Kutipan Pilihan ->
━━━━

KASET tanpa stiker, ternyata masih banyak beredar. Pekan lalu,
seorang gadis membelinya di sebuah toko di Blok M, Jakarta
Selatan, tanpa tahu bahwa itu sebenarnya barang haram. Di
Semarang, Bandung, Yogyakarta, dan Surabaya pun, menurut pihak
Asiri (Asosiasi Industri Rekaman), kaset-kaset semacam itu
banyak dijumpai.
Padahal, berdasar SK Menteri Keuangan, sejak Juni lalu kaset
yang tanpa stiker tak boleh lagi diperdagangkan. Sebab,
pengedarnya berarti belum melunasi Pajak Penjualan (PPn) sebesar
Rp 90 per kaset untuk lagu Indonesia dan daerah, atau Rp 130
untuk lagu asing. Dengan kata lain, kaset-kaset itu
disebarluaskan oleh para pembajak, yang sebenarnya hendak
dibabat lewat program penstikeran.
"Mestinya kaset-kaset model begitu kan dirazia. Tapi, nyatanya,
para pedagang dan toko kaset bisa menjualnya dengan aman," kata
seorang produsen rekaman. Para penyanyi pun, khususnya yang
teken kontrak berdasar royalties, menjadi gusar. Sebab, upaya
mereka untuk mengetahui berapa banyak sebenarnya kaset mereka
yang beredar, menjadi sia-sia. Acil Bimbo, misalnya, tetap
merasa kecurian.
Siapa pencurinya? "Itu yang kami tidak tahu," kata Sam Bimbo.
Sugeng Hidayat, ketua umum Asiri, menyatakan hal yang sama
dengan nada penasaran. Yang senang adalah kantor pajak. Menurut
sebuah sumber, selama Februari sampai Juli, Direktorat Jenderal
Pajak berhasil mengumpulkan Rp 3 milyar dari PPn kaset. Padahal
tahun lalu, sebelum ada stiker cukai, pajak yang masuk kabarnya
hanya sekitar Rp 60 juta-Rp 70 juta.

━━━━

Data yang Diberikan ->
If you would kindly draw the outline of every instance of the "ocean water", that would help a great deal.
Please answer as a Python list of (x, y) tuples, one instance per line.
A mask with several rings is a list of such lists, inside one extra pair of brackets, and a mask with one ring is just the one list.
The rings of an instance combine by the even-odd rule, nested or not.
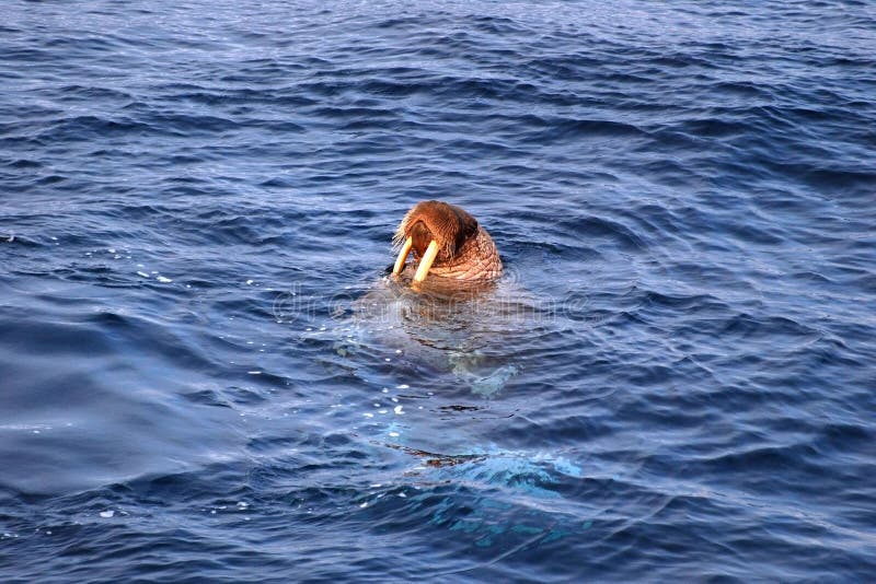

━━━━

Tugas Anda ->
1. Ketik ulang bagian kutipan tentang kaset tanpa stiker, mulai dari "KASET tanpa stiker, ternyata" dan berakhir pada "banyak dijumpai.".
2. Menurut kutipan tentang kaset tanpa stiker, berapa jumlah yang berhasil dikumpulkan Direktorat Jenderal Pajak dari PPn kaset selama Februari sampai Juli?
Materi tersebut tidak ada hubungannya dengan kutipan tentang kaset tanpa stiker.

Hasil Berurutan ->
1.
KASET tanpa stiker, ternyata masih banyak beredar. Pekan lalu,
seorang gadis membelinya di sebuah toko di Blok M, Jakarta
Selatan, tanpa tahu bahwa itu sebenarnya barang haram. Di
Semarang, Bandung, Yogyakarta, dan Surabaya pun, menurut pihak
Asiri (Asosiasi Industri Rekaman), kaset-kaset semacam itu
banyak dijumpai.

2. Rp 3 milyar.